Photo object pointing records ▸
______
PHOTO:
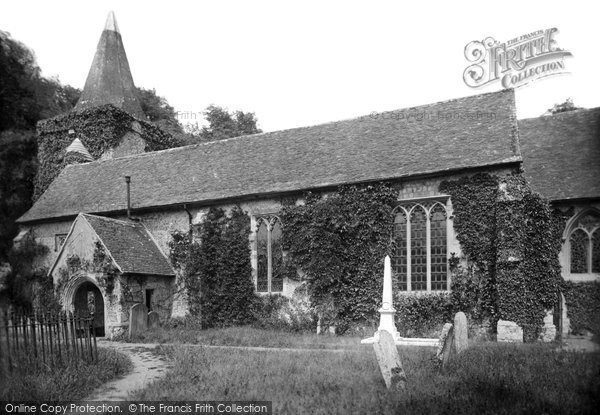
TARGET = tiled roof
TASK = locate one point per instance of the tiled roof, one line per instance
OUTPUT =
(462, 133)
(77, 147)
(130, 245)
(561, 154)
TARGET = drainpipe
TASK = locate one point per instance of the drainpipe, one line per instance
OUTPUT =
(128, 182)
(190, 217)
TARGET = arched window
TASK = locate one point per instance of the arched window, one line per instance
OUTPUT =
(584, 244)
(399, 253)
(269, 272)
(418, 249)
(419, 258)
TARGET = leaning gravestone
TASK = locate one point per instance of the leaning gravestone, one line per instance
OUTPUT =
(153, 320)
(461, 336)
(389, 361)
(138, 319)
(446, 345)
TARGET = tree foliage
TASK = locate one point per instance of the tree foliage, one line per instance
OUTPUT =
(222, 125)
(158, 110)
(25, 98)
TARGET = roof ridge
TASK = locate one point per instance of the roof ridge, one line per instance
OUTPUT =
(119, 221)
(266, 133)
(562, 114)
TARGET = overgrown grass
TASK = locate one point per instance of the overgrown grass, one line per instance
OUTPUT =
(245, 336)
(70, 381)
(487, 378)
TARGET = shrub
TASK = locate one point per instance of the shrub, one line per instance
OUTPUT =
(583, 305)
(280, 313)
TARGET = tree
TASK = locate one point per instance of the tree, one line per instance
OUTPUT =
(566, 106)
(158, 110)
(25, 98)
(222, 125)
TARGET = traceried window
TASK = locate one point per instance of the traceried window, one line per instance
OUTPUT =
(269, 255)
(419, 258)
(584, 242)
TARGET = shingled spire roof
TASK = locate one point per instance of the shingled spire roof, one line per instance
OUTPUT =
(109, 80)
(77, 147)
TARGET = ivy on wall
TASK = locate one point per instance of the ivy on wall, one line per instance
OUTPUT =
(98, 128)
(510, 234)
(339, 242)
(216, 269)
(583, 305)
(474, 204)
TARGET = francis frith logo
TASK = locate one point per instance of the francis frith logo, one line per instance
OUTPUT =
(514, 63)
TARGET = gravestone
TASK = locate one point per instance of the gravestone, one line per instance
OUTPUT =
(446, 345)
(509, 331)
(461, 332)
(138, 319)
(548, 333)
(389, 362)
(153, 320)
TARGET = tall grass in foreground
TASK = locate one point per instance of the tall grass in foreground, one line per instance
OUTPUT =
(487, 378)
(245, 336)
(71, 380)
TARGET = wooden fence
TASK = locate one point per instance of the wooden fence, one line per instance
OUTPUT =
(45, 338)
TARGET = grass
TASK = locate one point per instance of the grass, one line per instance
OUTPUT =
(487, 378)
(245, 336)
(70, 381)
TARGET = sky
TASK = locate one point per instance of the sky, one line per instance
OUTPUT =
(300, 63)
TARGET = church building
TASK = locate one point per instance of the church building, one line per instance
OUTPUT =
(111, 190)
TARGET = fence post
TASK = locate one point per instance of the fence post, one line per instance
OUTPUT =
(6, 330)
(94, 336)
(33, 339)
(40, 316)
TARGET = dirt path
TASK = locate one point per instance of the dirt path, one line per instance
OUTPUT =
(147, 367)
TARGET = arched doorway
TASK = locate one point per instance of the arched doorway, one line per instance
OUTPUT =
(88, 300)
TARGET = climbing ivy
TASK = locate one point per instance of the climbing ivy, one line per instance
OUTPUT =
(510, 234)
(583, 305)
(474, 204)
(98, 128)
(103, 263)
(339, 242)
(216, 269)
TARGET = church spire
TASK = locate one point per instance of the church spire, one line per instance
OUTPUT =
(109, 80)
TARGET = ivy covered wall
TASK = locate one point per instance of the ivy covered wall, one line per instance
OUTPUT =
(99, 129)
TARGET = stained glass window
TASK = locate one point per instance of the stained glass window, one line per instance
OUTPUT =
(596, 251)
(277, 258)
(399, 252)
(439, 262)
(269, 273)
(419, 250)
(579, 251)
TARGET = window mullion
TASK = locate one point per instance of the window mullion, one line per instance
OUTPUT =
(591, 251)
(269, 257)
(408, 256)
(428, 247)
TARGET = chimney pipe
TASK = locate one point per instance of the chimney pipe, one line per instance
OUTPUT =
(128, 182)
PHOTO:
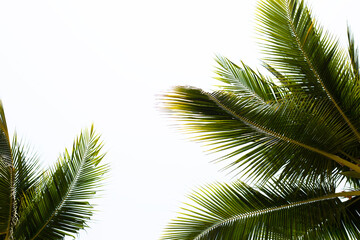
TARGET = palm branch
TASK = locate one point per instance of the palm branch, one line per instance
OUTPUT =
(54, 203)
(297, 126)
______
WHAT YOU NEED TO DO ▸ Revise all of the material above, replacing "one line per instance" with "one line for each instance" and changing nothing else, and omit the pictures from your answer.

TASK ANSWER ▸
PHOTO:
TARGET = tiled roof
TASK = locate one point per instance of the tiled roof, one line for each instance
OUTPUT =
(462, 133)
(77, 147)
(130, 245)
(561, 154)
TARGET = drainpipe
TASK = locate one point per instance of the drainpipe, one line for each instance
OUTPUT =
(128, 182)
(190, 217)
TARGET = arched window
TASK = locate one point per instance of the arched window, one line for each instance
OUTPUT =
(584, 244)
(399, 253)
(269, 272)
(418, 249)
(419, 258)
TARGET = leaning gravestone
TASK = locate one point per instance of the leaning gravestone, one line for each instance
OUTPUT =
(153, 320)
(461, 336)
(389, 361)
(138, 319)
(446, 345)
TARGET = tree foliage
TASK = locate one point per instance of the tree foliage, one line for each instance
OUTPUT =
(222, 125)
(158, 110)
(25, 98)
TARGET = roof ridge
TASK = locate one point per instance of the roof ridge, one line for each instance
OUTPUT =
(119, 221)
(266, 133)
(562, 114)
TARGET = overgrown grass
TASK = locate one point per instance of the overgrown grass, one line for each instance
OUTPUT =
(245, 336)
(70, 381)
(487, 378)
TARGET = shrub
TASK = locate one point per instance of the shrub, one line for each instance
OUTPUT =
(583, 305)
(280, 313)
TARGET = tree
TASK = locate one point per instance of the tree, one line for each instance
OUTPUT =
(566, 106)
(158, 110)
(25, 98)
(222, 125)
TARGET = traceried window
TASK = locate one point per instance of the traceried window, one line for each instance
OUTPUT =
(269, 255)
(419, 258)
(584, 242)
TARGET = shingled spire roof
TASK = locate one point per instance of the shingled spire roof, one line for each instance
OUTPUT =
(109, 80)
(77, 147)
TARGET = ivy on wall
TASK = locate one point per instance of the ivy on wall, one line for each instance
OUTPUT =
(98, 128)
(510, 234)
(339, 242)
(216, 269)
(583, 305)
(474, 204)
TARGET = francis frith logo
TASK = locate one point per instance of the francis frith logo, one line for each instance
OUTPUT =
(514, 63)
TARGET = gravestone
TASK = locate one point per instance of the gravestone, one line for each instance
OUTPUT =
(446, 345)
(509, 331)
(461, 332)
(138, 319)
(548, 333)
(389, 362)
(153, 320)
TARGET = tall grass in foreground
TASK = locate one point per instance of the tall grass in foreground, one line for each instance
OUTPUT =
(487, 378)
(245, 336)
(71, 380)
TARGET = wooden fence
TASK = locate one point per instance of the wooden fence, one line for each instance
OUTPUT =
(45, 338)
TARGET = grass
TASK = locate one point per instance of the grass, one line for each instance
OUTPUT =
(487, 378)
(245, 336)
(70, 381)
TARGET = sky
TASK = locate one point per instance of the sky, one line for each instance
OUTPUT =
(300, 63)
TARGET = church building
TASK = locate one point per instance of the church building, one line for each instance
OUTPUT =
(111, 190)
TARGET = fence post
TASK = locate one point per instance of the fence post, one line for each instance
OUTPUT =
(6, 330)
(94, 336)
(33, 339)
(40, 316)
TARGET = dirt path
TASK = locate one point per instance of the dirt path, one line for each instance
OUTPUT =
(147, 367)
TARGET = arched doorway
TASK = locate one point per instance of the arched doorway, one line for each instance
OUTPUT =
(88, 300)
TARGET = climbing ivy
TASK = locate one point per instance of the climbing ivy, one line for each instance
OUTPUT =
(510, 234)
(583, 305)
(474, 204)
(98, 128)
(103, 263)
(339, 242)
(216, 269)
TARGET = church spire
TASK = locate one point per instance of the church spire, one line for each instance
OUTPUT =
(109, 80)
TARGET = ivy covered wall
TASK = locate one point per instance of the ivy covered wall, one line for each instance
OUTPUT =
(99, 129)
TARGET = stained glass window
TASK = locate one point per instance of the stained glass window, one line for each instance
OUTPUT =
(596, 251)
(277, 258)
(399, 252)
(439, 262)
(269, 273)
(419, 250)
(579, 251)
TARGET = window mullion
TASK = locate one point per instance of the window mullion, one line for each instance
OUTPUT =
(591, 251)
(269, 257)
(408, 256)
(428, 247)
TARGET = chimney pipe
TASK = locate one point per instance of the chimney pipe, one line for each instance
OUTPUT =
(128, 182)
PHOTO:
TARGET = palm branch
TASK = locate one point per instance of the palm branch, one line for each instance
OUTPUT =
(54, 203)
(297, 126)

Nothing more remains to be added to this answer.